**WHAT IS REQUIRED**
Which lines of the data below contain "before"? Please show them all.

╭─ SUPPLIED INFORMATION

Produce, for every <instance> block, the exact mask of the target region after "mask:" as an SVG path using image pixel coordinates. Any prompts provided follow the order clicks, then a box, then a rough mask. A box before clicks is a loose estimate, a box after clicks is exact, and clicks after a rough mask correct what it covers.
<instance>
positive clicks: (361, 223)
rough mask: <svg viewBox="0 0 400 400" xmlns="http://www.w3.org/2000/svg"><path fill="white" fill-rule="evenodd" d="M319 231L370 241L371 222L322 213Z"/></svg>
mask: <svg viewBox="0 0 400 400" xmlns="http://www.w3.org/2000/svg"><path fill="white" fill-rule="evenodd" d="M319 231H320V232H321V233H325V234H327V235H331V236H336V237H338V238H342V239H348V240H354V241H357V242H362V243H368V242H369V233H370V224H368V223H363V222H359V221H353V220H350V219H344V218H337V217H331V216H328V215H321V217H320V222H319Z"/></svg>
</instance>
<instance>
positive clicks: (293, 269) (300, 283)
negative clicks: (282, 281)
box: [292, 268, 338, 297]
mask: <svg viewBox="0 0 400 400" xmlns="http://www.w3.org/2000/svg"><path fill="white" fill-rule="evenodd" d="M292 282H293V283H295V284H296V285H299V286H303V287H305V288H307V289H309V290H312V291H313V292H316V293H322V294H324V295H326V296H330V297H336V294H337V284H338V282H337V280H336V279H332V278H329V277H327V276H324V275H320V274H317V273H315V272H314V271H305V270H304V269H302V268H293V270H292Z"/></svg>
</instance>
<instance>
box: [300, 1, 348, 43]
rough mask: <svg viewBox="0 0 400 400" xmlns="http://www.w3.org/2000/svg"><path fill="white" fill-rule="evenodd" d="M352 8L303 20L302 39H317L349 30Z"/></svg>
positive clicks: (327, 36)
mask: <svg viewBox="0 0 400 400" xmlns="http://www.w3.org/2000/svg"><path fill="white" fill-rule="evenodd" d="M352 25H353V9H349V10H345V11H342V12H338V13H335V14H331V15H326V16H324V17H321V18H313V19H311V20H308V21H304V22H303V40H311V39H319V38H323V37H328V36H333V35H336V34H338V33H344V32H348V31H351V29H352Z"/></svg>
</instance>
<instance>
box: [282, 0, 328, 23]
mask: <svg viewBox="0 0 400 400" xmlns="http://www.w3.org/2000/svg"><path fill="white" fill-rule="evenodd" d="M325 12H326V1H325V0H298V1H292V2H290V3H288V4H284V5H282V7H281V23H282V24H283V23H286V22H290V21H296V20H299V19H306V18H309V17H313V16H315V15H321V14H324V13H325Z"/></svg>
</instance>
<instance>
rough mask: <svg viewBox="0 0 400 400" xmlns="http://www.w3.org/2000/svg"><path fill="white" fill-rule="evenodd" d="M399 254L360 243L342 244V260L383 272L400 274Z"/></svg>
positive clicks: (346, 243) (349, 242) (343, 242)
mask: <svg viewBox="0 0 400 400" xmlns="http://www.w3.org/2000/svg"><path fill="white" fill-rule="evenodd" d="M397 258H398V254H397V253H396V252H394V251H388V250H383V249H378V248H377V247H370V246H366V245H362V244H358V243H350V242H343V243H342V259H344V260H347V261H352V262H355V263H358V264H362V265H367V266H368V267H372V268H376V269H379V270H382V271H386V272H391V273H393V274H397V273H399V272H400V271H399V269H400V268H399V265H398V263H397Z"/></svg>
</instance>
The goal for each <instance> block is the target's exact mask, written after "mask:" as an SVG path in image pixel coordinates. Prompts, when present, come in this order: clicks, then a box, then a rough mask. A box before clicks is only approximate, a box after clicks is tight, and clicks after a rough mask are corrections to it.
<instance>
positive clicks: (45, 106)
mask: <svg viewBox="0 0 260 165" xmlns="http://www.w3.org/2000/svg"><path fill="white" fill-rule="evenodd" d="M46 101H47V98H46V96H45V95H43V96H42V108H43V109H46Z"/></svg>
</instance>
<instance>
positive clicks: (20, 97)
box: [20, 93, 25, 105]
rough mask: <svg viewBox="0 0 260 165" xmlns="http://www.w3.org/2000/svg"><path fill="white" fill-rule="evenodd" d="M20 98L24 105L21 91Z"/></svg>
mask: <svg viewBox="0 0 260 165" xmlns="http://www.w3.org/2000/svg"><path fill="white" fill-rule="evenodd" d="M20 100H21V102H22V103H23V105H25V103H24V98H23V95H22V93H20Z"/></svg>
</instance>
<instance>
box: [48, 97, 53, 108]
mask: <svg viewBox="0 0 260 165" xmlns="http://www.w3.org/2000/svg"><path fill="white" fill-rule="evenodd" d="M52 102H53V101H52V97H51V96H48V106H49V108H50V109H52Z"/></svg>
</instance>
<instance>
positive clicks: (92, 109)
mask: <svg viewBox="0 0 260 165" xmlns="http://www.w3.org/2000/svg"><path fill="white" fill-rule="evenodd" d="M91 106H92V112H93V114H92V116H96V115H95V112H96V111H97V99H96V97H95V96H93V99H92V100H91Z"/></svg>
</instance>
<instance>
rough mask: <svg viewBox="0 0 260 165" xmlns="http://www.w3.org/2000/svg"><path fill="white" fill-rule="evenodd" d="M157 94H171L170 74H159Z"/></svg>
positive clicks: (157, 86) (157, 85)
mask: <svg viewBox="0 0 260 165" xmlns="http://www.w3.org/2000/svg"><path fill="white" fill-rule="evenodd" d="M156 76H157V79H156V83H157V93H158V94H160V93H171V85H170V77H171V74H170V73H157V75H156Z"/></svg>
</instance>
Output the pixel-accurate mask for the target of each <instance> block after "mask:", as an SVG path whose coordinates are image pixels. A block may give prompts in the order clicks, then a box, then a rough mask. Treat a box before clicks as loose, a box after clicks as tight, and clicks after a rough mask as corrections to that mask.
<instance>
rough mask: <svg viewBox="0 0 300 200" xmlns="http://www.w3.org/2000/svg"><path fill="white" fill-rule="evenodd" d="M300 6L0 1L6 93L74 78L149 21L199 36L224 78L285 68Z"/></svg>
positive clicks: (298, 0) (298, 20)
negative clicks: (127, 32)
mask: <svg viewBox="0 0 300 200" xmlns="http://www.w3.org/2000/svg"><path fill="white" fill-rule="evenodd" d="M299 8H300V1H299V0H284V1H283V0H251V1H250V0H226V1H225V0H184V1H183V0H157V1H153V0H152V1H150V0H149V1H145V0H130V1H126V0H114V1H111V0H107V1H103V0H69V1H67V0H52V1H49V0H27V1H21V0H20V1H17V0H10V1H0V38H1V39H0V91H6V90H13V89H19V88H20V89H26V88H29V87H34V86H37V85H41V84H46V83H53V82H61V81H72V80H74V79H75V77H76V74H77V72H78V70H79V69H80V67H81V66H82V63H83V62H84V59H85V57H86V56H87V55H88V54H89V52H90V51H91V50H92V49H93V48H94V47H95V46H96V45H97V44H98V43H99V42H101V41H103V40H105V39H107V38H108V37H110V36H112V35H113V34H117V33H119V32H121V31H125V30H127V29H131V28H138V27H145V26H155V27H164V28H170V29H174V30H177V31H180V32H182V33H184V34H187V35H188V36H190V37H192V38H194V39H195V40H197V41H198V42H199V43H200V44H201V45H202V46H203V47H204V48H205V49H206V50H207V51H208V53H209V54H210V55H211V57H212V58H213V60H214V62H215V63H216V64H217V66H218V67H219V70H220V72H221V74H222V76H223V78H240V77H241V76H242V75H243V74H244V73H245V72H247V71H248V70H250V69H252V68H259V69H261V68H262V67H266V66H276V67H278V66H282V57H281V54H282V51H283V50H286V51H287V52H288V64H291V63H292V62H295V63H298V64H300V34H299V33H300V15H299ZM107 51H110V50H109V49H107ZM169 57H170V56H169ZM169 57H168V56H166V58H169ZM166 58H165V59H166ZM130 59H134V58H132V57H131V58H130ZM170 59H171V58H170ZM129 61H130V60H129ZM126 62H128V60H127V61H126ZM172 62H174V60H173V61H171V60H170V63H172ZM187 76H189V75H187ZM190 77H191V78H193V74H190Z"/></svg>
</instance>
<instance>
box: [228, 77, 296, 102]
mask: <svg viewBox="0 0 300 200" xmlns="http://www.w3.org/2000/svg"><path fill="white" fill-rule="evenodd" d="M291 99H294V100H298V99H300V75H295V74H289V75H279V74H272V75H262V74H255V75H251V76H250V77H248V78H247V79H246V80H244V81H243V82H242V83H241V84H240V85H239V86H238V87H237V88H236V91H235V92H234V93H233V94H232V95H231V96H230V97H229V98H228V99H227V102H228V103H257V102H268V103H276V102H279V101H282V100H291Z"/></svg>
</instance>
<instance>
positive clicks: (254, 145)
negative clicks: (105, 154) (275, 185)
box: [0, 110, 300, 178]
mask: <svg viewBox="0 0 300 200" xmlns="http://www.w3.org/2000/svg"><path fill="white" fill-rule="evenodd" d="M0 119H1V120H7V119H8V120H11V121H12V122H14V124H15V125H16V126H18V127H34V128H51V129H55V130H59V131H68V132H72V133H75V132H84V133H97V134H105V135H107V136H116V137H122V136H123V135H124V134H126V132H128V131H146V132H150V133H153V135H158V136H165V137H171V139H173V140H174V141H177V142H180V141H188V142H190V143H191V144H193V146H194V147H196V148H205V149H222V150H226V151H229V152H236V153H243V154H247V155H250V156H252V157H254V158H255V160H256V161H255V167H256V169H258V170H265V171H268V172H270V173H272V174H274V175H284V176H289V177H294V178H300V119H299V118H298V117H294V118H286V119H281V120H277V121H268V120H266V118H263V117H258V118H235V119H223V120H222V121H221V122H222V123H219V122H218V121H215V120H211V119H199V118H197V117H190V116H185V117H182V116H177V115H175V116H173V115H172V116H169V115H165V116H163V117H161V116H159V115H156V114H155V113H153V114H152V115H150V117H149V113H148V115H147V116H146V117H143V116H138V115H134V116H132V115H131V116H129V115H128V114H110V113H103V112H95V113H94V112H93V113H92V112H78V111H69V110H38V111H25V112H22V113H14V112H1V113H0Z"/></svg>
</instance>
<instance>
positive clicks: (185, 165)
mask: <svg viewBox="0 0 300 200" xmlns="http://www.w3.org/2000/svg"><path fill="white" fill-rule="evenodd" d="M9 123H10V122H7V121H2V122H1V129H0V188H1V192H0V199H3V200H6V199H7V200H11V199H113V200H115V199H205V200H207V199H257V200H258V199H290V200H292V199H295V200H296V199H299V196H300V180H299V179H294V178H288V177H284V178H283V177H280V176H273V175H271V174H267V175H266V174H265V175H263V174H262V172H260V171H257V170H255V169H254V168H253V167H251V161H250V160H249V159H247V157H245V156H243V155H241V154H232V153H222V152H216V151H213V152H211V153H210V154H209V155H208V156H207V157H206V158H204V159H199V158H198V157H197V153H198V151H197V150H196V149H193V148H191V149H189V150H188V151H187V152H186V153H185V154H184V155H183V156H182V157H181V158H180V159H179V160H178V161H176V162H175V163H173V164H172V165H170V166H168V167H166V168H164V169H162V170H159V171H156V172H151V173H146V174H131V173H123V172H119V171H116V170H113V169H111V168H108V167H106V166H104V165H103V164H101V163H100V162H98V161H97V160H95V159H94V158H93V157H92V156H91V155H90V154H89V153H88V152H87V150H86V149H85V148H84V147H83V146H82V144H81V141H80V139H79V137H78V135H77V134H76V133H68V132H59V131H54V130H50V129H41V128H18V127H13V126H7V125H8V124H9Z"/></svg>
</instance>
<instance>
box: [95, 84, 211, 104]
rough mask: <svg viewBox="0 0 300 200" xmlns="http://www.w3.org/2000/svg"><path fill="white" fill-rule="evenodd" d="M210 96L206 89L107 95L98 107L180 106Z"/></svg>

╰─
╭─ SUPPLIED INFORMATION

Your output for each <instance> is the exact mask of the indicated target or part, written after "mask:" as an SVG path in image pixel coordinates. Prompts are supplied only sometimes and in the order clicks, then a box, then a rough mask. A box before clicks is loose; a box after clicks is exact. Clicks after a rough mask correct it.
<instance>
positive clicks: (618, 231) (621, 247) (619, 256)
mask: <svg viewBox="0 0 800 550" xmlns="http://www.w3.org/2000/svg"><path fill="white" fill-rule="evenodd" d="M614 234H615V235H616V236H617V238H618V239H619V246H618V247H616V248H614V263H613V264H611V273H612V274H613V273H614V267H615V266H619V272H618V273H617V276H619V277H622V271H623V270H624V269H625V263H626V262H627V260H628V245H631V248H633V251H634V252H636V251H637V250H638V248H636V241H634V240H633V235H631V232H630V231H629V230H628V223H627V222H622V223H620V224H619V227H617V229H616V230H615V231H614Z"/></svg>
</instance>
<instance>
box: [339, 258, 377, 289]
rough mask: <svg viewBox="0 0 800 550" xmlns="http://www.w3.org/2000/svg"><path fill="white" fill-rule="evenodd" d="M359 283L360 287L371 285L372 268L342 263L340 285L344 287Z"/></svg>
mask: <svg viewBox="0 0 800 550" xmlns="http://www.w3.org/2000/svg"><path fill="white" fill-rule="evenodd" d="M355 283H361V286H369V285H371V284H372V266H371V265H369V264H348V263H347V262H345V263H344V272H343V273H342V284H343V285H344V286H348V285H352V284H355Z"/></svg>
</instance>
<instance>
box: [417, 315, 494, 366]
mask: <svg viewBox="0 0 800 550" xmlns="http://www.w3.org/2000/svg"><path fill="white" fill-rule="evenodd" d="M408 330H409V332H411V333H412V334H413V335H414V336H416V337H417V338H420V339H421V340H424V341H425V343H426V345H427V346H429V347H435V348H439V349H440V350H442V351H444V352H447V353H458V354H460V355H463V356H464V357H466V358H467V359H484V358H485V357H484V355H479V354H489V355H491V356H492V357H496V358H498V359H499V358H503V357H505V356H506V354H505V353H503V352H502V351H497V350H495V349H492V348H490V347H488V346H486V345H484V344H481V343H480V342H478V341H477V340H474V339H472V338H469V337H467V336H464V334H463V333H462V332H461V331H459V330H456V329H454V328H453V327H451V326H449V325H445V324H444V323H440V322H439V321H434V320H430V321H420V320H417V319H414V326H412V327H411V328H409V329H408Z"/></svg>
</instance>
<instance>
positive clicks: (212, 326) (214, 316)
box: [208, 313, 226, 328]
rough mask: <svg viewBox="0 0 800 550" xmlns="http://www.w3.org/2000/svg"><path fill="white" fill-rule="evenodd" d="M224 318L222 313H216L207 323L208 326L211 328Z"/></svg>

╰─

**ANSWER FOR THE TASK**
Produce, for every <instance> block, the exact mask of the target region after "mask:" as an SVG path using image pixel coordinates. Any prompts provided follow the order clicks, then a box, then a rough mask. A box before clicks is a loose estimate, a box after clicks is exact, and clicks after a rough mask correct what it covers.
The goal for each <instance> block is the target's exact mask, written after "mask:" as an SVG path in image pixel coordinates. Prompts, when present, come in this order: clicks, then a box, then a rough mask. A box before clicks is only approximate, a box after clicks is tight, and clicks after a rough mask are corrections to it.
Output the pixel-accurate mask for the target of each <instance> block after "mask:", as an SVG path whose coordinates are image pixels. A block may give prompts in the order clicks, then a box, then a rough mask. Treat a box before clicks as loose, a box after clicks as tight, and clicks after a rough mask as corrections to that mask.
Your output for each <instance> is the exact mask of the indicated target or part, written after "mask:" as an SVG path in image pixel coordinates. Prompts are supplied only sometimes and in the order clicks, then a box, then a rough mask. A box before clicks is loose; a box after clicks is exact. Clicks after a rough mask correct it.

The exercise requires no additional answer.